**引用文**
+++

ただ思う以上のことがスラスラ書ける、
自動書記状態になることが、まれによくあるのは、
書くことを続けている人なら、
誰もが経験していることである。
この無敵状態だけを、書くことだととらえるから、
滅多に書くことが出来なくなるのである。
この無敵状態はいつやって来るのだろう。
無敵状態を観察してみよう。
書くこと書くことベストで、
今までの自分からは思いもよらない発想で、
神のごとき台詞や展開のキレ。
無敵状態は、ランダムに発生するのだろうか。
多分、そうではない。
僕の経験則だけど、
冒頭部、きっかけのポイント、
新展開のインパクトある部分、
クライマックス、ラストシーン、
などは、神が降りて無敵状態になることがある。
つまり、簡単にいえば、
入り口と出口の部分は、無敵状態になりやすい。
途中の重要な結節点においても、
その入り口と出口はそうである。
無敵状態は持続しない。
30分ぶん一気に書けるなどということはない。
精々10分から15分ぶんだ。
無敵状態は、一文字目から始まらない。
今日はやれそうかな、という予感はあるけど、
乗って来るのは、ちょっと書いて筆が暖まったときだ。
つまり、デジタル的にポーンと無敵になり終了のではなく、
段々無敵になって、段々平熱に戻る。
その持続時間はリアルで二時間ぐらいか。
その間に4000字から6000字書ける程度なのだろう。
(僕はピーク時、大体30分で2000字ペースらしい)
ちなみに速筆で知られる西尾維新氏は、
二時間で5000字ペースをキープ。
大体僕の無敵状態を、日常ペースでやってるらしい。
これを一日4セット8時間で、一日2万字書くそうな。
これぐらいが人間の上限と思いたい。
森田芳光は二日で脚本を書いたらしいから、
このペースで二日4万字、と、伝説に合致する。

+++

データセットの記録
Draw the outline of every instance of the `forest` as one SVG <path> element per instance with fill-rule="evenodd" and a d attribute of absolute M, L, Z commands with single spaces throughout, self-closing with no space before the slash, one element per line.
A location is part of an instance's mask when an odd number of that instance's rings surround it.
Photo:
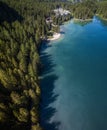
<path fill-rule="evenodd" d="M 68 16 L 56 17 L 62 7 Z M 39 104 L 39 49 L 50 31 L 72 17 L 107 19 L 107 2 L 70 3 L 38 0 L 0 1 L 0 130 L 42 130 Z M 51 17 L 57 27 L 46 23 Z"/>

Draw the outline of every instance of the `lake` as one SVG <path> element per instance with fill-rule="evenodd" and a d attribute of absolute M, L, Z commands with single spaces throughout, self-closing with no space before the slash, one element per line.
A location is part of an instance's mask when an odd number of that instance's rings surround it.
<path fill-rule="evenodd" d="M 107 23 L 61 26 L 43 44 L 41 125 L 45 130 L 107 130 Z"/>

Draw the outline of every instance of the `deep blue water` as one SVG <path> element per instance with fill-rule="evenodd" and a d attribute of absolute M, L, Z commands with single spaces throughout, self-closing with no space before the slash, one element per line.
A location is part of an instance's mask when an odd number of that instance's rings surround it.
<path fill-rule="evenodd" d="M 61 26 L 43 45 L 41 124 L 45 130 L 107 130 L 107 24 Z"/>

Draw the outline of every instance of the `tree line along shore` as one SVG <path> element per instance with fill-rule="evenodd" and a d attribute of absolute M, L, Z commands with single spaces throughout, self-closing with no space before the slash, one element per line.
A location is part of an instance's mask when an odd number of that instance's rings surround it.
<path fill-rule="evenodd" d="M 54 10 L 64 9 L 55 13 Z M 107 19 L 107 2 L 0 1 L 0 130 L 42 130 L 39 73 L 42 41 L 75 17 Z"/>

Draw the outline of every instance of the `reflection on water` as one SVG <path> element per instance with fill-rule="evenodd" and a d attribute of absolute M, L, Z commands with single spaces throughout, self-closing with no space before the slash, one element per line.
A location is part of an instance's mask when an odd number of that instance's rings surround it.
<path fill-rule="evenodd" d="M 41 51 L 41 124 L 46 130 L 107 129 L 107 26 L 94 17 L 61 26 Z"/>

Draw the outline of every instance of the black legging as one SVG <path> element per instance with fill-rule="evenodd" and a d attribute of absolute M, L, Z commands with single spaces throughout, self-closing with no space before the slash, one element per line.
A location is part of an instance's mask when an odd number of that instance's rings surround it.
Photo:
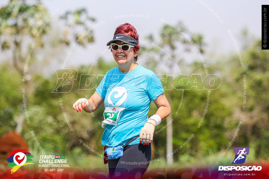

+++

**取り組む課題**
• 1. 次の(a)〜(c)は引用文の内容と合っていますか。それぞれ「はい」か「いいえ」で答え、決め手となる引用文の言葉をそのまま引いてください。
(a) 無敵状態は書き始めの一文字目から始まる。
(b) 西尾維新氏は二時間で5000字のペースを保っている。
(c) 無敵状態のときは30分ぶんを一気に書ける。
• 2. 引用文で、神が降りて無敵状態になることがあると挙げられている部分はどれですか。すべて挙げてください。

**課題の解答**
• 1.
(a) いいえ。「無敵状態は、一文字目から始まらない。」
(b) はい。「二時間で5000字ペースをキープ。」
(c) いいえ。「30分ぶん一気に書けるなどということはない。」

• 2. 冒頭部、きっかけのポイント、新展開のインパクトある部分、クライマックス、ラストシーン